Please set down, word for word, the part of the Monterrey presentation transcript starting with "Go back to 1971, when" and going on through "throughout the hemisphere.".

• _Selected excerpt_:
====

The following is a transcript of a presentation which Lyndon LaRouche delivered on Feb. 24, 2001 to students and members of the LaRouche political movement in Monterrey, Mexico, along with a brief question-and-answer session that followed it.

Go back to 1971, when Nixon in August of that year shut down the Bretton Woods System, that is, a system of fixed exchange rates among major currencies. Since that time, the entirety of the world has suffered from that change in policy, and Ibero-America, Mexico and the nations of South America have suffered particularly under those conditions. The accumulation of the debt of the nations of Central and South America dates from that time, because the currencies were arbitrarily driven down in value through international speculation, chiefly through London markets, and then Mexico and other countries were forced to take on additional debt to compensate the creditors for the devaluation of, in this case, the peso. And this happened throughout the hemisphere.

Then you had 1982. As a result of those policies, I was down in Mexico at a meeting with López Portillo at that time, in the context of the Malvinas War then ongoing. And there was a press conference. During the press conference and meetings I had at that time, I warned that we were facing the probability that, by September of that same year, 1982, that the N.Y. and London gang would pull down the peso in a crisis--that everything was in motion for that. So, I wrote something in collaboration with a number of people in Ibero-America, called Operation Juárez, which is essentially a way of saying, "We should return to the relationship with Mexico, from the United States' side, that President Lincoln adopted when he ordered the French to get out of Mexico."

====

• _Extracted entries_:
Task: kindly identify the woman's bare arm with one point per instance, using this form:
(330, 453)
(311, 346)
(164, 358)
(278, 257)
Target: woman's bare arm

====

• _Response to this task_:
Go back to 1971, when Nixon in August of that year shut down the Bretton Woods System, that is, a system of fixed exchange rates among major currencies. Since that time, the entirety of the world has suffered from that change in policy, and Ibero-America, Mexico and the nations of South America have suffered particularly under those conditions. The accumulation of the debt of the nations of Central and South America dates from that time, because the currencies were arbitrarily driven down in value through international speculation, chiefly through London markets, and then Mexico and other countries were forced to take on additional debt to compensate the creditors for the devaluation of, in this case, the peso. And this happened throughout the hemisphere.